Work required:
Answer these from the Orkney walk report below:
1. At what time and where did the group meet?
2. How many of the group turned up?
3. Which birds were in the nearer waters of the loch?

Excerpted passage:
^^^^^^^^

Land up in the Hills of Orkney

Finstown to Harray Lochside

We met at 10 am at the Harray Lochside viewpoint, a well sign posted stop on the summer tourist trail.

lochview

Six out of 10 of us turned up. The weather was very dull and a wee bit damp with a cool easterly wind. Cloud cover was very low, but according to our Seer like leader, lifting.

From the Lochside viewpoint we watched a couple of Red-throated Divers off Ling Holm in the early stages of their 2006 breeding season. Even at this range it was possible to differentiate between the sexes - the male being appreciably bigger than the female. Discerning ears picked up a couple of Loon wails.

In the nearer waters were a collection of Tufted Ducks and a handful of Coots (Snysen) while further out was a substantial Wigeon flock.

^^^^^^^^

Stored data:
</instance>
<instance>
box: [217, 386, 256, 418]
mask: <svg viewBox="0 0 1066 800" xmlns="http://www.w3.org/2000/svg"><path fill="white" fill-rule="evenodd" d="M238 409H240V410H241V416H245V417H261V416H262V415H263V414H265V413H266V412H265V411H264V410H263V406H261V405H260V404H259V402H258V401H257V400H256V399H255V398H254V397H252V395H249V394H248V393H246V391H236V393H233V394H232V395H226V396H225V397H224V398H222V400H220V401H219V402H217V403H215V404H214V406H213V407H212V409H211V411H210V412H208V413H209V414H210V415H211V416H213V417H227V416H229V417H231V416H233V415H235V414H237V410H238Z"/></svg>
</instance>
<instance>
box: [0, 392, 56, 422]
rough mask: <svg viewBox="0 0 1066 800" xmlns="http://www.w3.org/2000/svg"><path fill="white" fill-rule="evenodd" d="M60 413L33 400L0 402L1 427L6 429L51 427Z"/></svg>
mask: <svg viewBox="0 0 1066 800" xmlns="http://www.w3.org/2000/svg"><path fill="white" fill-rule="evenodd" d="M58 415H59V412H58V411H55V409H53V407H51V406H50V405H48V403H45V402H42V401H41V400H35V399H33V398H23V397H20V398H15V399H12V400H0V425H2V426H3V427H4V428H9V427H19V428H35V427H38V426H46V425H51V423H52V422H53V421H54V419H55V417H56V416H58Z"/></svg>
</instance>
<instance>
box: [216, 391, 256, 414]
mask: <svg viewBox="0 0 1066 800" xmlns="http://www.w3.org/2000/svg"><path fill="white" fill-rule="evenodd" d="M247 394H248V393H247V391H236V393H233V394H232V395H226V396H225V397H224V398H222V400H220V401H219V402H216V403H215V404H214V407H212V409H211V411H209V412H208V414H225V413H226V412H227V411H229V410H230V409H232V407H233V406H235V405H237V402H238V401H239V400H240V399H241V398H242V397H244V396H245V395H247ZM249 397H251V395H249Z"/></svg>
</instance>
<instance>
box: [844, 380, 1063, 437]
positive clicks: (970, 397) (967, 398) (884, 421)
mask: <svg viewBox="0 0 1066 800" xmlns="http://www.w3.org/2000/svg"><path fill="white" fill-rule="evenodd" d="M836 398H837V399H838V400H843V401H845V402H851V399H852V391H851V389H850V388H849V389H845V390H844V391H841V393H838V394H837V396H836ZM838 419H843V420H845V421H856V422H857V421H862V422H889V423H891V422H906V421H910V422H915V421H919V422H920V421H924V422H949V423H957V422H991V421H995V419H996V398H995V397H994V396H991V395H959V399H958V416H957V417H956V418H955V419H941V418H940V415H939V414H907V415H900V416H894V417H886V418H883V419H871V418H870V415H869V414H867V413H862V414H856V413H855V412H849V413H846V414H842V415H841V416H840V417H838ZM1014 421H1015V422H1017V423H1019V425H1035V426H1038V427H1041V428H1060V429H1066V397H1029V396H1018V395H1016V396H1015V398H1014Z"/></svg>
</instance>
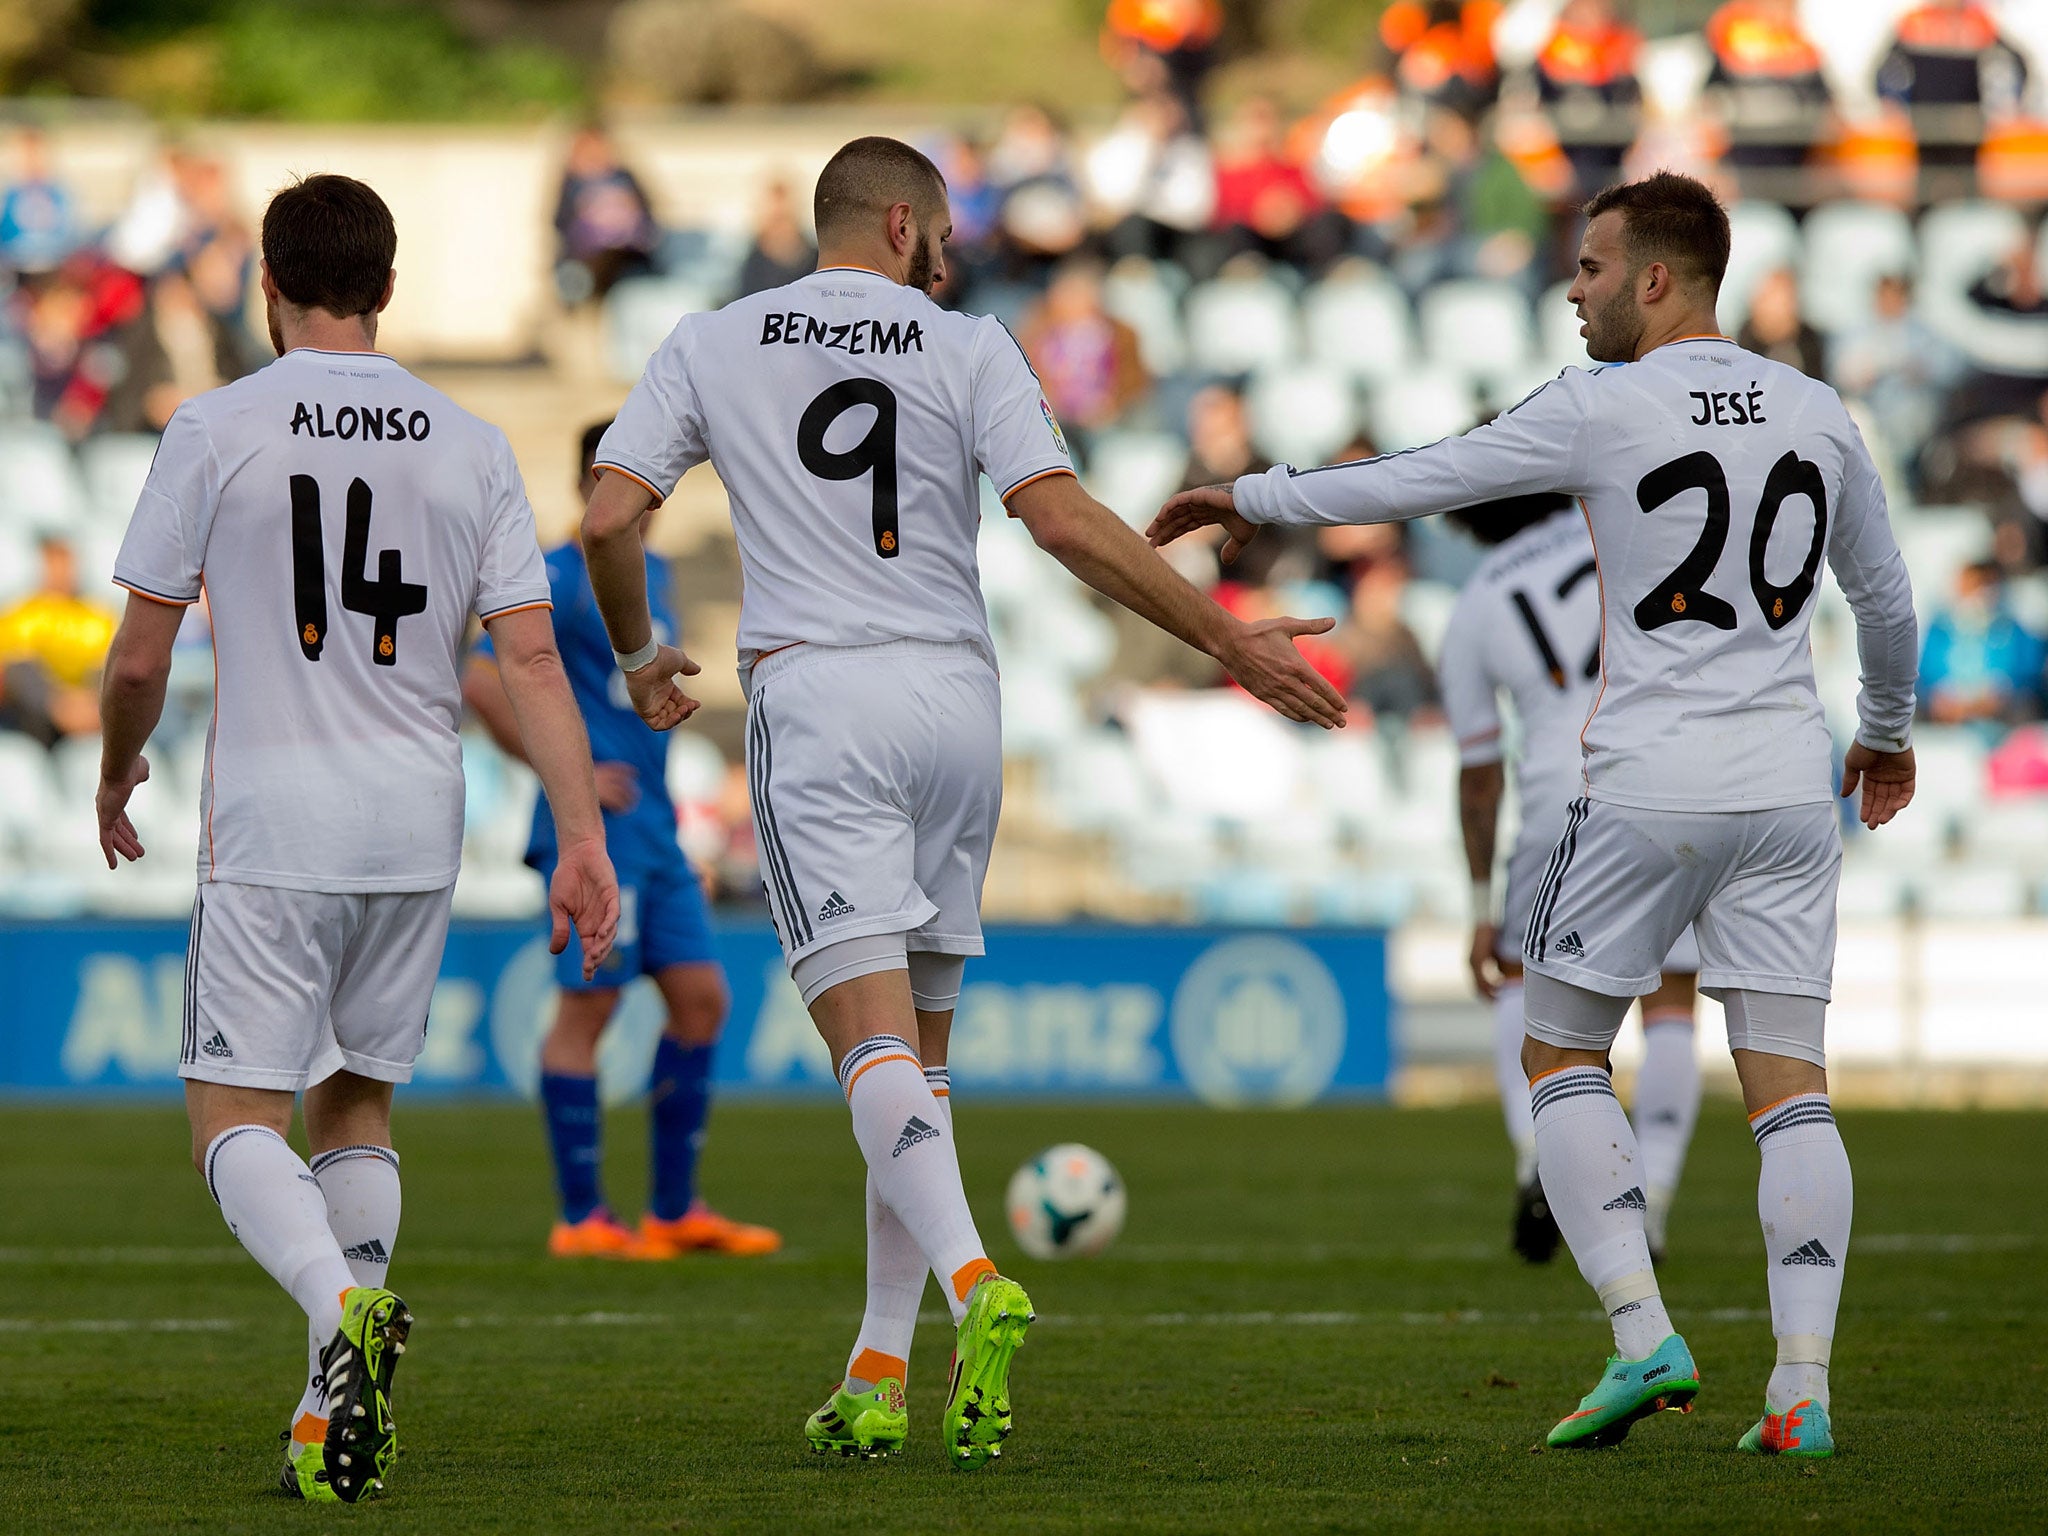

^^^^^^^^

Solution to this task:
1. At 10 am at the Harray Lochside viewpoint.
2. Six out of 10.
3. Tufted Ducks and a handful of Coots.